### WHAT THE EXERCISE ASKS
Set down each entry from the block beneath, exactly as written.

### EXERCISE MATERIALS
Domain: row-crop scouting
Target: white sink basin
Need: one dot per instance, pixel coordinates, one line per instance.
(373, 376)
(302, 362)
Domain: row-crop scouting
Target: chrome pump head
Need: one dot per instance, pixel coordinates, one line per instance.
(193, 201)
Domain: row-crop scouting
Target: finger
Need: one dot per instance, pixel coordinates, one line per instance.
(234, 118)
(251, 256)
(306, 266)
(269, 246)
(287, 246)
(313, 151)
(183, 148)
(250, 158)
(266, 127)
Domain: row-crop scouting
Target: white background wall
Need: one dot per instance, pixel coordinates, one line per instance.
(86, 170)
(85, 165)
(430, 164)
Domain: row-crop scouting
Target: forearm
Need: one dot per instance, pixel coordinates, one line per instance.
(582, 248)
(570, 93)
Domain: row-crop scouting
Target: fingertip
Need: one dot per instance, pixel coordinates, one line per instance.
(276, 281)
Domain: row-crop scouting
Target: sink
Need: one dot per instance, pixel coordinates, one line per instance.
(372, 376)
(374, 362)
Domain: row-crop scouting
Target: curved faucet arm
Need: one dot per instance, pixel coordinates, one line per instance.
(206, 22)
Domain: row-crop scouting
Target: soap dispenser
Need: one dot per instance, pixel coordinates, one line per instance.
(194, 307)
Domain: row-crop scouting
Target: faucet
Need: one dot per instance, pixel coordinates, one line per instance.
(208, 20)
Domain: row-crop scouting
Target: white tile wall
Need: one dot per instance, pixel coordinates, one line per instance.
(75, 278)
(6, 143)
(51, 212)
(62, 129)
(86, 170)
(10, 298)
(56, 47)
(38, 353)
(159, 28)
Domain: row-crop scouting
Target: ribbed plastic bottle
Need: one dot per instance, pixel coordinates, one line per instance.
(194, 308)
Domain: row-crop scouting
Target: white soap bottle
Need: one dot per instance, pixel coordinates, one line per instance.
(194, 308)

### TASK RESULT
Domain: row-crop scouting
Target: white sink basin
Need: one dot per instance, pixel coordinates, one line per instance.
(373, 376)
(302, 362)
Domain: row-crop scouting
Target: chrome pump head
Need: one dot per instance, pixel coordinates, one line per instance.
(193, 201)
Domain: row-crop scouting
Target: finger
Need: one dot per instance, pixel coordinates, one line per instance.
(234, 118)
(251, 256)
(306, 266)
(269, 246)
(287, 246)
(313, 151)
(183, 148)
(250, 158)
(266, 127)
Domain: row-crop scouting
Target: white background wall
Need: one dot per instance, pixel coordinates, one line per instance.
(86, 170)
(85, 165)
(430, 164)
Domain: row-crop scouting
Target: forearm
Need: one dot per instance, pixel coordinates, one line per instance.
(582, 248)
(570, 93)
Domain: row-crop scouting
Target: fingertip
Need: one dot per instance, pixel coordinates, one line per instance.
(276, 281)
Domain: row-crop scouting
Target: sink
Need: one dot per instance, pixel coordinates, one line per instance.
(372, 376)
(374, 362)
Domain: row-crop scouting
Target: curved faucet arm
Need: one dot per instance, pixel coordinates, one line per instance.
(206, 22)
Domain: row-crop scouting
Target: soap dispenser
Need: one dot per instance, pixel coordinates, one line per instance.
(194, 307)
Domain: row-crop scouting
Target: faucet
Need: one dot per instance, pixel coordinates, one line per instance.
(208, 20)
Domain: row-crop scouting
Target: white tile wall
Need: one dot per instance, pixel coordinates, one line per instance.
(75, 278)
(6, 143)
(51, 212)
(62, 129)
(86, 170)
(10, 298)
(56, 47)
(38, 353)
(159, 28)
Domain: row-crop scouting
Target: ribbed plastic bottle
Need: one dot per instance, pixel coordinates, one line per instance.
(194, 308)
Domain: row-crop scouting
Target: white soap bottle
Need: one dot per instance, pixel coordinates, one line per instance.
(194, 308)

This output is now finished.